■ TEXT PASSAGE
* * * * * * * * *

Cost-competitive geothermal isready to scale across Europe

  • Around 43 GW of enhanced geothermal capacity in the European Union could be developed at costs below 100 €/MWh today, comparable to coal and gas electricity. The largest potential is concentrated in Hungary, followed by Poland, Germany and France.
  • While representing only a fraction of Europe’s total geothermal potential, the identified EU-level deployment could deliver around 301 TWh of electricity per year, reflecting geothermal’s high capacity factor. This is equivalent to about 42% of coal- and gas-fired generation in the EU in 2025.
  • Geothermal power plants are well suited to a changing energy system, offering firm power, battery-like storage capabilities, and the potential to meet rising electricity demand from data centres. Recent US analysis finds that geothermal could cost-effectively supply up to 64% of the United States’ anticipated increase in data-centre electricity demand by the early 2030s.

* * * * * * * * *

■ SET PROBLEM 1
Quote the part of the geothermal passage that opens with the words "Cost-competitive geothermal isready" and closes with "EU in 2025.".
The geothermal passage and the records have nothing to do with each other.

■ RECORDS
* * * * * * * * *

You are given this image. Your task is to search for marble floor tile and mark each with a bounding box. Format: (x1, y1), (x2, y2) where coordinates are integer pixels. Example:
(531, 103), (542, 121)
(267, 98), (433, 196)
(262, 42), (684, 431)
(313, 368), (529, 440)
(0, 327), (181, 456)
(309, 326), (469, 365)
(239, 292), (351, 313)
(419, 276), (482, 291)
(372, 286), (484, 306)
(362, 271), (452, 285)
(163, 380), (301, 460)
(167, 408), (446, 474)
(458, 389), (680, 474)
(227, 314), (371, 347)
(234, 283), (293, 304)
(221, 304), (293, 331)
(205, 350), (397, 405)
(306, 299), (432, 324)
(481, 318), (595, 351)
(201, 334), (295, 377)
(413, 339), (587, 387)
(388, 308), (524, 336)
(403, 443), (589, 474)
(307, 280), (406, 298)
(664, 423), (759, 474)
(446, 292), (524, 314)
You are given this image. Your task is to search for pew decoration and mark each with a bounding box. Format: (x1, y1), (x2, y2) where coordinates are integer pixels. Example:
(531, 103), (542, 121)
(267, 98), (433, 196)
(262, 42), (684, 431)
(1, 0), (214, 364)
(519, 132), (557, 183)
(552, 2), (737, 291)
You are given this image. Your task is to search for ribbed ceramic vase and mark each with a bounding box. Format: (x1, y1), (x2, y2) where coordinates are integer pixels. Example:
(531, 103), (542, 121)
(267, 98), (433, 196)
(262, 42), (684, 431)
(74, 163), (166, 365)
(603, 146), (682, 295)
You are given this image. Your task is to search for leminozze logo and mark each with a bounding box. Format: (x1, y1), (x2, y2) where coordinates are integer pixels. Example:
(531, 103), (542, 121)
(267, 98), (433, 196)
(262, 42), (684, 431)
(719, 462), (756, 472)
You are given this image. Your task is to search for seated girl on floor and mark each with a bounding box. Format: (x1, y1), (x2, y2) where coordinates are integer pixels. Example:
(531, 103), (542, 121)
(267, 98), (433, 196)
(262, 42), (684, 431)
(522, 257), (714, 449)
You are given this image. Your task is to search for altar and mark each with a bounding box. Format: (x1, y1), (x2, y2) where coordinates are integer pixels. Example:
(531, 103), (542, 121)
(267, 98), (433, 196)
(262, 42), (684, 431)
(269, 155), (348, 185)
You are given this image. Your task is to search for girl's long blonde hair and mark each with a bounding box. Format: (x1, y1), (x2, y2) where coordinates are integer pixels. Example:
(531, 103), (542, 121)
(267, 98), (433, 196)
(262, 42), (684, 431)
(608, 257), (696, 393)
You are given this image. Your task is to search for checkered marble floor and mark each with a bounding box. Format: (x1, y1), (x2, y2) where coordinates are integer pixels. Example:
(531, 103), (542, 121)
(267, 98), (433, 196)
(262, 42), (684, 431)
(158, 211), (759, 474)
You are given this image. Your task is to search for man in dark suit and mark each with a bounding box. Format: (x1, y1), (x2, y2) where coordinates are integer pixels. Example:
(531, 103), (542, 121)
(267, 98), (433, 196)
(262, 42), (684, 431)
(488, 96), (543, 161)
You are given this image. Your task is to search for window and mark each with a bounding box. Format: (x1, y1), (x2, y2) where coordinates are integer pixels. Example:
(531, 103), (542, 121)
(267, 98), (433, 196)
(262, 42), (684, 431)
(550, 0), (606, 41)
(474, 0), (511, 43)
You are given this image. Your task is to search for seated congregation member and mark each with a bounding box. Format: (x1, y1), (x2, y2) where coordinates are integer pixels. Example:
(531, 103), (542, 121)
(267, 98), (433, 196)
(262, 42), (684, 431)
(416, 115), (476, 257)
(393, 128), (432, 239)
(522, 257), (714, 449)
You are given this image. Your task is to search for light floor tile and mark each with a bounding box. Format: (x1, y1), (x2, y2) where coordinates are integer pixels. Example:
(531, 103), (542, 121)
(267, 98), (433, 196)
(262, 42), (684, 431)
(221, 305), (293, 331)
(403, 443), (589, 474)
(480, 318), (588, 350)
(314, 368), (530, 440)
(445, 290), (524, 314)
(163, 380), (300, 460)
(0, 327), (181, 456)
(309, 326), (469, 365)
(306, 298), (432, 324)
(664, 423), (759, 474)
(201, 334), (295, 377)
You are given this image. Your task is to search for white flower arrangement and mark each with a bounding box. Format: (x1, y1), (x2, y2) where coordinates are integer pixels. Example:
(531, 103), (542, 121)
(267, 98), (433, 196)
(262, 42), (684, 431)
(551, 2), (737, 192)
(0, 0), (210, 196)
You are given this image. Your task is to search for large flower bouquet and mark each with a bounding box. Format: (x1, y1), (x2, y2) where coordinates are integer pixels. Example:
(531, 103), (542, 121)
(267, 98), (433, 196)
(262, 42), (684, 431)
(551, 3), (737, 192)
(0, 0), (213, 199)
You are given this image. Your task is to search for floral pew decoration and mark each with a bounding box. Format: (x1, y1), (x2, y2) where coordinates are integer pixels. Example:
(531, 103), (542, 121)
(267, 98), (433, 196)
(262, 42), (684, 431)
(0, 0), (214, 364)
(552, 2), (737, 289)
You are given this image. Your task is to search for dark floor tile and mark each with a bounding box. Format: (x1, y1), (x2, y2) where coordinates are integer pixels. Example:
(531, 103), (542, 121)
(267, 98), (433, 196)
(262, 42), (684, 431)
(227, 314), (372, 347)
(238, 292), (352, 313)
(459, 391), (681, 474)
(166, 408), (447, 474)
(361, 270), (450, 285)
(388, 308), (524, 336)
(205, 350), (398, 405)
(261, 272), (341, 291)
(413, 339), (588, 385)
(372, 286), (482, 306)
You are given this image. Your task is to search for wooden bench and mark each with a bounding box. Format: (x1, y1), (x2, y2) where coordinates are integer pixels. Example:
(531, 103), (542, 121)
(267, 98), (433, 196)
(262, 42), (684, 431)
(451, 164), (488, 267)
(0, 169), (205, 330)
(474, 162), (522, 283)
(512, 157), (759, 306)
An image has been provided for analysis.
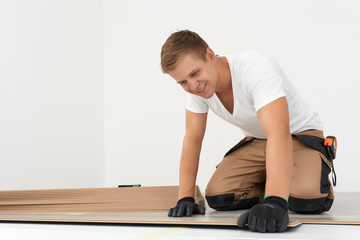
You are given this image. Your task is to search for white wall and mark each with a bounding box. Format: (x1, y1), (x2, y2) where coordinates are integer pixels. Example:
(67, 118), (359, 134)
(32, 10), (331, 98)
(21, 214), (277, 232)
(0, 0), (104, 190)
(0, 0), (360, 195)
(104, 0), (360, 191)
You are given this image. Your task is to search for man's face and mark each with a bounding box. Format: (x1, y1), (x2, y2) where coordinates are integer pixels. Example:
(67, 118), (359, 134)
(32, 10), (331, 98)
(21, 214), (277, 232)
(169, 49), (218, 98)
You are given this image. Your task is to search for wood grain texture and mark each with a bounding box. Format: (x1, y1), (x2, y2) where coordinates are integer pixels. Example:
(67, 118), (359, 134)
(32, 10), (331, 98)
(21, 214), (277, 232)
(0, 187), (360, 227)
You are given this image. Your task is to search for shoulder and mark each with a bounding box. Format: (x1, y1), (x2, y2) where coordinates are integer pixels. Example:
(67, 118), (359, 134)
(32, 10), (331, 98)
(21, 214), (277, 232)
(226, 50), (273, 71)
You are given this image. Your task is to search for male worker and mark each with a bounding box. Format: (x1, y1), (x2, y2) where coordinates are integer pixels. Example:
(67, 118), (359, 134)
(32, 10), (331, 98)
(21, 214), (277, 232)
(161, 30), (334, 232)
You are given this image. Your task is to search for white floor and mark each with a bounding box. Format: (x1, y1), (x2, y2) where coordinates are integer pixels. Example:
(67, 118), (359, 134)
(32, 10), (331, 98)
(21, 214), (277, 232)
(0, 222), (360, 240)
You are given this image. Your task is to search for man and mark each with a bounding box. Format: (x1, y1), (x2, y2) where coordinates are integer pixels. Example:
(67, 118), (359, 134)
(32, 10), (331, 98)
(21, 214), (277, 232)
(161, 30), (334, 232)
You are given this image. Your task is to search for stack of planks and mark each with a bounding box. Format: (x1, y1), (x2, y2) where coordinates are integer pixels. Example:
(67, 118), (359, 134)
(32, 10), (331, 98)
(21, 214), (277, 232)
(0, 186), (205, 213)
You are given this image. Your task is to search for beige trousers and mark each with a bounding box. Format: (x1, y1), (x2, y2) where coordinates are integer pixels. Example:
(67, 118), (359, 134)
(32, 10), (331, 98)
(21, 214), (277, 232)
(205, 130), (334, 212)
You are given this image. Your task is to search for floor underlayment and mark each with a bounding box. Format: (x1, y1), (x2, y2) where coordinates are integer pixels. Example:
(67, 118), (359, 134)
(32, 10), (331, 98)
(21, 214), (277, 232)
(0, 187), (360, 227)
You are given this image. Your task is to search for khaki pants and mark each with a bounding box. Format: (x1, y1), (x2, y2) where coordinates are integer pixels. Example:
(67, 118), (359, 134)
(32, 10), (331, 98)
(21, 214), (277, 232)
(205, 130), (334, 213)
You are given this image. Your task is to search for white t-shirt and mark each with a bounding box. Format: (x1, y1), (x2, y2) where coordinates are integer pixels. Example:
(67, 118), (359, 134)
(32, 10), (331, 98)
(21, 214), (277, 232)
(186, 51), (323, 139)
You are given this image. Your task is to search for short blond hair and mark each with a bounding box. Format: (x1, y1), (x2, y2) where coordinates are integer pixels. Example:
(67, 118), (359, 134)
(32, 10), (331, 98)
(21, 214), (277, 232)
(161, 30), (209, 73)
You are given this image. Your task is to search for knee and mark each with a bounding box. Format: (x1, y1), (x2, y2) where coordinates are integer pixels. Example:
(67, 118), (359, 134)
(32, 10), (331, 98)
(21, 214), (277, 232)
(205, 193), (259, 211)
(289, 196), (334, 214)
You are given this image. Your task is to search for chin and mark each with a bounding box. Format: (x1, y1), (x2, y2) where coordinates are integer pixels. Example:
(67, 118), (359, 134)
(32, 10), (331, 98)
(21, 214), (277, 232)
(202, 92), (214, 99)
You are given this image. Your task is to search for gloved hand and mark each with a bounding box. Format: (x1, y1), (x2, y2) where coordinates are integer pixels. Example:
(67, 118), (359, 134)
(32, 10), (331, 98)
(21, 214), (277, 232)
(168, 197), (205, 217)
(237, 196), (289, 232)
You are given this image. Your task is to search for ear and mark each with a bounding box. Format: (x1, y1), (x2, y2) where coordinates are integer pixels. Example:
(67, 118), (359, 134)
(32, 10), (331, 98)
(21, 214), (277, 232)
(206, 48), (216, 62)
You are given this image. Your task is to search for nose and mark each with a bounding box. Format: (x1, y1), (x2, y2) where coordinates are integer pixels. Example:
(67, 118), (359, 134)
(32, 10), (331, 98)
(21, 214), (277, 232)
(189, 80), (199, 92)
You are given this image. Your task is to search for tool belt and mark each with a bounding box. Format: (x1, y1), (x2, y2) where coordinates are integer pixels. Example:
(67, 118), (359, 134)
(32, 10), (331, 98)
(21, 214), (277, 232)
(293, 134), (336, 186)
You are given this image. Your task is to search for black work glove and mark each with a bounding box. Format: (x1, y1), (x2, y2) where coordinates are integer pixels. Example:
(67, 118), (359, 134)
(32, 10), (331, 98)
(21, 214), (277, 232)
(168, 197), (205, 217)
(237, 196), (289, 232)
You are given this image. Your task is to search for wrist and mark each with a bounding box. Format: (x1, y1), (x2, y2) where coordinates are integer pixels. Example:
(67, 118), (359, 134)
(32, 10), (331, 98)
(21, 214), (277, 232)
(177, 197), (195, 204)
(263, 196), (289, 210)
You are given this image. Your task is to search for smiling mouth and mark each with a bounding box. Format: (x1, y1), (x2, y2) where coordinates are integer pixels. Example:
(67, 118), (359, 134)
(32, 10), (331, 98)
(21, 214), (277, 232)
(198, 84), (206, 93)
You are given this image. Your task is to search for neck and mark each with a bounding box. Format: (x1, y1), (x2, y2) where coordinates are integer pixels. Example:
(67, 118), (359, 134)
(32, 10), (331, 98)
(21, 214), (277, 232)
(215, 57), (232, 95)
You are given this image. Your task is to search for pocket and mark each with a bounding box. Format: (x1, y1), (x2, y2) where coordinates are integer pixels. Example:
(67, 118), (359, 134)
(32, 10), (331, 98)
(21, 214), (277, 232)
(319, 153), (335, 193)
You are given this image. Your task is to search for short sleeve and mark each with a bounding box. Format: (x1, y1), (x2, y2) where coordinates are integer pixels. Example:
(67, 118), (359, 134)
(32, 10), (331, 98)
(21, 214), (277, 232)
(186, 94), (209, 113)
(244, 55), (286, 112)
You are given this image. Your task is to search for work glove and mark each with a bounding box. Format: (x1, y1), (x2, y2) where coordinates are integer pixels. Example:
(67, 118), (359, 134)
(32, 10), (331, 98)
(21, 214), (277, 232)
(237, 196), (289, 233)
(168, 197), (205, 217)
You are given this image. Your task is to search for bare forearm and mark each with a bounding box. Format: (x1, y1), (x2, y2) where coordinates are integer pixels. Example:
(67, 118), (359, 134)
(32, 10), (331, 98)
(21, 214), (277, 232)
(265, 134), (293, 199)
(179, 136), (201, 199)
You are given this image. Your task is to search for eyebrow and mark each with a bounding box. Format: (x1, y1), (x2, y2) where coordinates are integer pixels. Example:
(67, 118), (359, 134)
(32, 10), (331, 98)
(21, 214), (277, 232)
(177, 67), (200, 84)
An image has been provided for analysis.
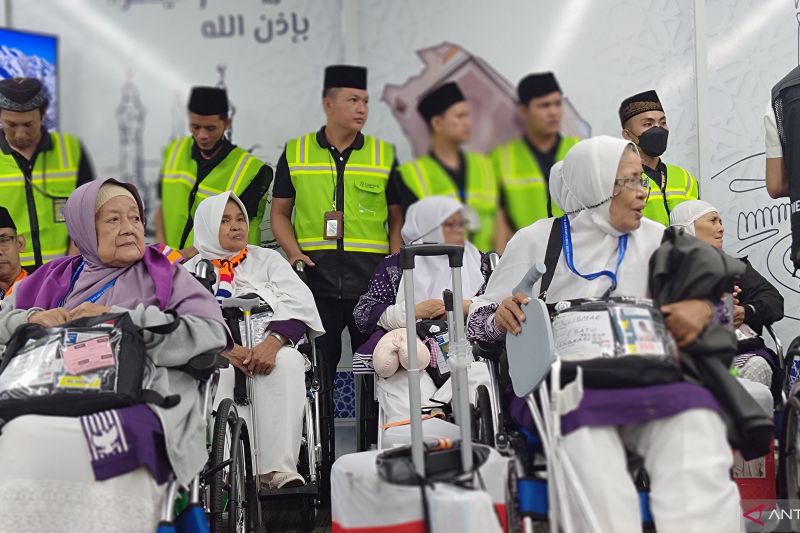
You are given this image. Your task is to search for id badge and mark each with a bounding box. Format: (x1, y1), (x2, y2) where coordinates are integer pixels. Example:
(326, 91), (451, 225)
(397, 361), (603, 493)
(53, 198), (67, 222)
(322, 211), (344, 241)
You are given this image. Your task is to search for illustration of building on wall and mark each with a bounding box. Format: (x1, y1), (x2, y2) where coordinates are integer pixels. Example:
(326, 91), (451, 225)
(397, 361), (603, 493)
(381, 42), (591, 157)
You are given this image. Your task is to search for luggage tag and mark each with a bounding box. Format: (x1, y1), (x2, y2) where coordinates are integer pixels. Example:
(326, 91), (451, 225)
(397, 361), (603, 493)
(63, 336), (116, 375)
(53, 198), (67, 222)
(322, 211), (344, 241)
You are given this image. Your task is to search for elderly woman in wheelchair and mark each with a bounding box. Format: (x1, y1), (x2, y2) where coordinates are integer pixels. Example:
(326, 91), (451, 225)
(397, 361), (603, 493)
(468, 137), (740, 532)
(353, 196), (489, 436)
(185, 192), (323, 489)
(0, 180), (229, 532)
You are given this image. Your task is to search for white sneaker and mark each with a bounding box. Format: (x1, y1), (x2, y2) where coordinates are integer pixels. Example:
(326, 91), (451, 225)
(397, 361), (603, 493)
(267, 472), (306, 489)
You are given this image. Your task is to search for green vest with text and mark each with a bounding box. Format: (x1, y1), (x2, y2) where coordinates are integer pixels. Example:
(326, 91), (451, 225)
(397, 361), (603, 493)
(161, 136), (267, 249)
(0, 132), (81, 266)
(491, 137), (580, 229)
(286, 133), (394, 255)
(642, 163), (699, 226)
(398, 152), (498, 252)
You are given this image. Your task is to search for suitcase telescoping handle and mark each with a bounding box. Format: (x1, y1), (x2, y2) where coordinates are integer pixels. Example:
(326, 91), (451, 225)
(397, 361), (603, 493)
(400, 244), (472, 478)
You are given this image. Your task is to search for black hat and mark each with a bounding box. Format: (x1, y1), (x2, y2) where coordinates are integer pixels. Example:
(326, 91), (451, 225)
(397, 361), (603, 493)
(323, 65), (367, 91)
(0, 78), (47, 112)
(189, 87), (228, 116)
(0, 205), (17, 231)
(619, 91), (664, 126)
(417, 82), (465, 122)
(517, 72), (561, 105)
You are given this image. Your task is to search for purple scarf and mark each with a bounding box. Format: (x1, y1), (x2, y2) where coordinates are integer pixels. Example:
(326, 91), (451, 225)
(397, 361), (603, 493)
(15, 179), (230, 344)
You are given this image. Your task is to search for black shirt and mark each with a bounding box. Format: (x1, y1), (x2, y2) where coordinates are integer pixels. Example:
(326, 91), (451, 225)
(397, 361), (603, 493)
(0, 127), (94, 188)
(272, 126), (401, 300)
(0, 126), (94, 268)
(158, 139), (272, 220)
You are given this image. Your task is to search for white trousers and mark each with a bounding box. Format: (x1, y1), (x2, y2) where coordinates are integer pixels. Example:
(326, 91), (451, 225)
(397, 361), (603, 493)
(563, 409), (742, 533)
(214, 346), (306, 474)
(0, 415), (166, 533)
(375, 361), (491, 422)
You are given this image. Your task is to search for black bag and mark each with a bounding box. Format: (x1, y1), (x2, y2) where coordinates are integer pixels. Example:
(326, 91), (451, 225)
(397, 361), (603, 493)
(417, 320), (450, 389)
(0, 313), (180, 424)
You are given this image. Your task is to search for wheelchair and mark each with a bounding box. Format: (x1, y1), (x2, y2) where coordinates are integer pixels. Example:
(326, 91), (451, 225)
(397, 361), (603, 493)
(217, 276), (334, 531)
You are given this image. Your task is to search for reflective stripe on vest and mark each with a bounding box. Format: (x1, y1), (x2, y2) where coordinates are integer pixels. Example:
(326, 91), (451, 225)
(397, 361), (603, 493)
(0, 132), (81, 266)
(491, 137), (580, 229)
(642, 163), (699, 226)
(286, 133), (394, 254)
(398, 152), (498, 252)
(161, 136), (267, 248)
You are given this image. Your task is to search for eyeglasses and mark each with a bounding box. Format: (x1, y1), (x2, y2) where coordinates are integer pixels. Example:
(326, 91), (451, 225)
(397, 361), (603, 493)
(614, 176), (650, 190)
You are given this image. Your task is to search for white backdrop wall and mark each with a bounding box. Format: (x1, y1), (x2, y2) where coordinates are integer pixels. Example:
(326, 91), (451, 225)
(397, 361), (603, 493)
(9, 0), (800, 337)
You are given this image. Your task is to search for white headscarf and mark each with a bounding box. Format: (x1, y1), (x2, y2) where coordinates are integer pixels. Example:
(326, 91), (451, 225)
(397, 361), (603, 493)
(184, 191), (325, 338)
(478, 136), (664, 305)
(669, 200), (719, 235)
(398, 196), (484, 303)
(194, 191), (250, 260)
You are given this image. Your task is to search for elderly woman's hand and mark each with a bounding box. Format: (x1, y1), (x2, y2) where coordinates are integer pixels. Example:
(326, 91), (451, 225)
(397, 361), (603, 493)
(414, 299), (444, 320)
(661, 300), (714, 348)
(247, 335), (283, 376)
(69, 302), (111, 320)
(494, 292), (530, 335)
(225, 344), (253, 376)
(28, 307), (70, 328)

* * * * * * * * *

■ SET PROBLEM 2
Find every line of the records that contains the string "decoration", matching case, and copy each of those lines.

■ EXERCISE RESPONSE 1
Cost-competitive geothermal isready to scale across Europe

  • Around 43 GW of enhanced geothermal capacity in the European Union could be developed at costs below 100 €/MWh today, comparable to coal and gas electricity. The largest potential is concentrated in Hungary, followed by Poland, Germany and France.
  • While representing only a fraction of Europe’s total geothermal potential, the identified EU-level deployment could deliver around 301 TWh of electricity per year, reflecting geothermal’s high capacity factor. This is equivalent to about 42% of coal- and gas-fired generation in the EU in 2025.

■ EXERCISE RESPONSE 2
You are given this image. Your task is to search for pew decoration and mark each with a bounding box. Format: (x1, y1), (x2, y2) where coordinates are integer pixels. Example:
You are given this image. Your task is to search for floral pew decoration and mark each with a bounding box. Format: (x1, y1), (x2, y2) where coordinates are integer pixels. Example:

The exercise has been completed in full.